Source passage →
☆ ☆ ☆ ☆ ☆ ☆ ☆

Review: 'Under the Sea 3D'

Latest IMAX 3D adventure puts you nose to nose with a dazzling array of sea creatures and makes you wish the movie were longer.

|
Jeff Wildermuth/IMAX
Hopkins Islands Australian Sea Lions in Under The Sea 3D.

I'm a sucker for 3D Imax movies, even the bad ones. When they're good, case in point "Under the Sea 3D," they're sublime. This film comes about as close to snorkeling beneath the Southern Hemisphere as you are likely to get without diving equipment.

Director Howard Hall, who first took IMAX 3D cameras underwater for the 1994 feature "Into the Deep," and in 2006, made "Deep Sea 3D," is at it again. In the latter film, he whooshed us beneath the waters off the Baja Peninsula, the Gulf of Mexico, Hawaii, and the Bahamas. Here, he set his sights on Papua New Guinea, southern Australia, the Great Barrier Reef, and the waters around Indonesia in the Coral Triangle.

Ostensibly this ecofriendly film is a call to action. It might have been subtitled "Save the Coral Reefs." The narration, straightfacedly supplied by Jim Carrey, offers up info on protecting the marine environment.

All this is good and necessary, but, in going overboard, let's not go overboard. I certainly hope "Under the Sea 3D" rescues the reefs but, more than that, it rescued my moviegoing. Just when I was resigned to my early-year movie blahs, here's a film that makes your eyes pop.

☆ ☆ ☆ ☆ ☆ ☆ ☆

Extracted information →

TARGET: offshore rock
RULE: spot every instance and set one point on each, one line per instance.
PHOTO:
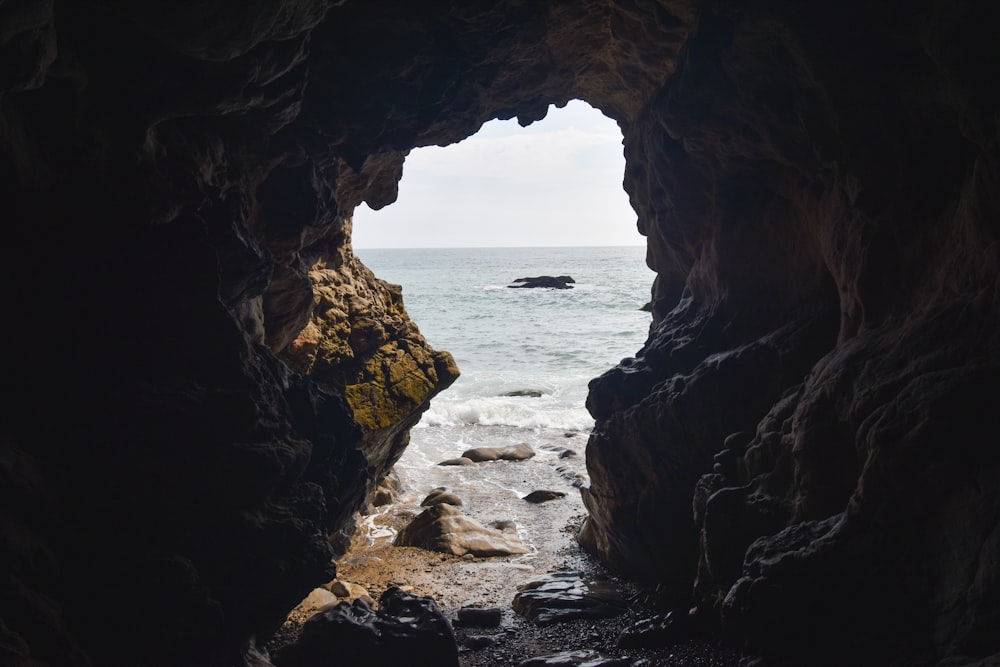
(518, 452)
(543, 495)
(552, 282)
(817, 185)
(406, 630)
(441, 495)
(444, 528)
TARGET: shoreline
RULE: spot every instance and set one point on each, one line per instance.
(549, 529)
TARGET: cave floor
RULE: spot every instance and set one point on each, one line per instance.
(454, 582)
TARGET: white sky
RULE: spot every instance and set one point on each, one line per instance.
(557, 182)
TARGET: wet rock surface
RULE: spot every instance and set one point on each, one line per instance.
(406, 630)
(482, 617)
(443, 527)
(441, 495)
(551, 282)
(818, 190)
(565, 596)
(579, 658)
(544, 495)
(518, 452)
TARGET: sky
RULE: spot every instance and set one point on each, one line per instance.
(557, 182)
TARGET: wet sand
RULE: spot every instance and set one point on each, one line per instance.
(494, 491)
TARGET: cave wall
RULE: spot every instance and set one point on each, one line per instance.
(204, 383)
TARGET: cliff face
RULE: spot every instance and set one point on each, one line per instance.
(204, 383)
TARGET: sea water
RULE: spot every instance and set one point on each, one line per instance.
(526, 356)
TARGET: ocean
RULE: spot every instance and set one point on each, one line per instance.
(526, 357)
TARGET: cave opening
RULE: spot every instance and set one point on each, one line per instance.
(471, 219)
(803, 454)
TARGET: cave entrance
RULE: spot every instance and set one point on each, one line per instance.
(471, 218)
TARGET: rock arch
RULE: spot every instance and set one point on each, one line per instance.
(818, 187)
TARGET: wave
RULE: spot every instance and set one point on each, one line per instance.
(518, 412)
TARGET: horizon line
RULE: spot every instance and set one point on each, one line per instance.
(524, 247)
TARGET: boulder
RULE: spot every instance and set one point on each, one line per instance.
(317, 600)
(441, 495)
(445, 529)
(459, 461)
(406, 630)
(543, 495)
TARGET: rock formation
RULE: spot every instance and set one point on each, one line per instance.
(205, 385)
(552, 282)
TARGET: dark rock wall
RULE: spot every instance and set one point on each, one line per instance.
(819, 189)
(803, 448)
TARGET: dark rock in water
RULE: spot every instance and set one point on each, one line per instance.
(578, 658)
(445, 529)
(503, 524)
(460, 461)
(566, 596)
(477, 642)
(554, 282)
(572, 476)
(480, 617)
(543, 495)
(518, 452)
(407, 629)
(441, 495)
(657, 632)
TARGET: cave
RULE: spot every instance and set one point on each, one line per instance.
(804, 450)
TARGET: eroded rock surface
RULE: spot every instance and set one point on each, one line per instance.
(565, 596)
(406, 630)
(205, 386)
(443, 527)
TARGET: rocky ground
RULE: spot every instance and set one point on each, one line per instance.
(454, 582)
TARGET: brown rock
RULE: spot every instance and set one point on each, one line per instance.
(444, 528)
(441, 495)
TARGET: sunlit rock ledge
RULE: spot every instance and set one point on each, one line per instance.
(803, 451)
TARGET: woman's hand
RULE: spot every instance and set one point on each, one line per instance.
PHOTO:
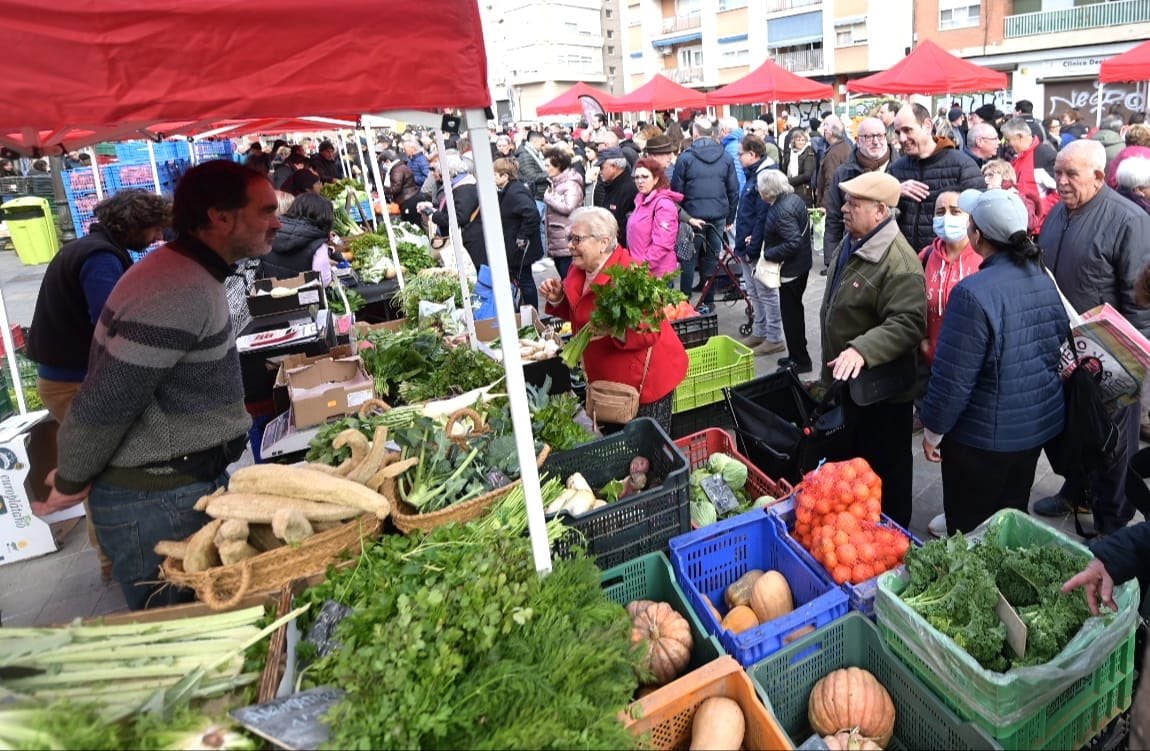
(552, 291)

☆ ☆ ☆ ☆ ☆ ☆ ☆

Copy the review of "Under the Sea 3D" from "All this is" up to and including "your eyes pop.", swapping "blahs" for "doldrums".

All this is good and necessary, but, in going overboard, let's not go overboard. I certainly hope "Under the Sea 3D" rescues the reefs but, more than that, it rescued my moviegoing. Just when I was resigned to my early-year movie doldrums, here's a film that makes your eyes pop.